## DATASET EXCERPTS
-=-=-
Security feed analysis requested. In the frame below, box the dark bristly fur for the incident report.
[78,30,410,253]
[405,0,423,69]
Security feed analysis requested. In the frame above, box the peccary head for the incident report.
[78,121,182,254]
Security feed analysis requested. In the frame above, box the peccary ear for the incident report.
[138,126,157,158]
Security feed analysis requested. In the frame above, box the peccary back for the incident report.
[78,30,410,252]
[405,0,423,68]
-=-=-
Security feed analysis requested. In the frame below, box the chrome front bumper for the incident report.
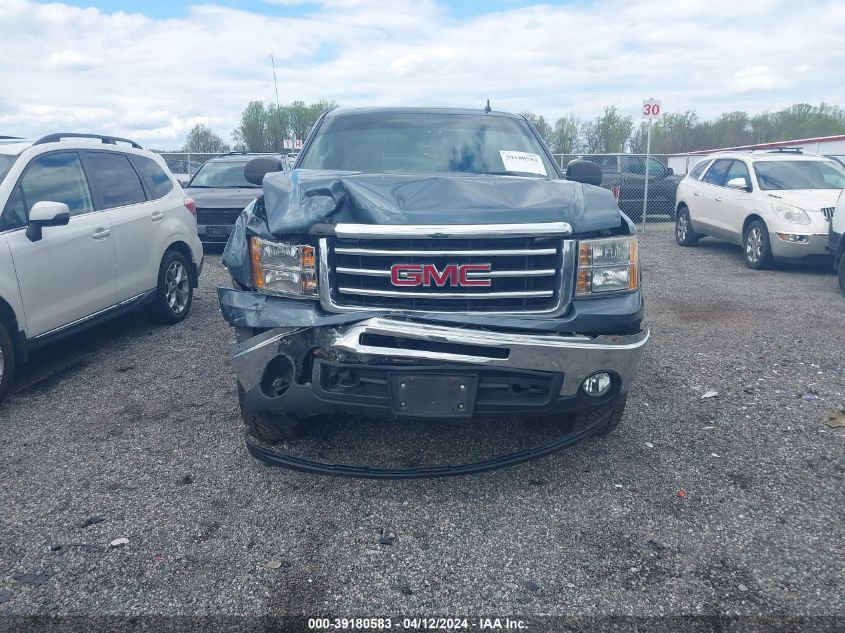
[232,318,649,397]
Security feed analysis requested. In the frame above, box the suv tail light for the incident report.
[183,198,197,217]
-=-=-
## EXERCISE
Rewrite the records from the line containing "fur for the incident report." through the line containing "[78,121,182,254]", both included, as a numbered list with no blank lines.

## TASK RESPONSE
1. Security feed analysis requested. In the frame below, box the dark bristly fur for the incident report.
2. [78,30,410,253]
3. [405,0,423,69]
4. Security feed analysis requested. In the frame above, box the peccary head for the incident report.
5. [78,121,182,254]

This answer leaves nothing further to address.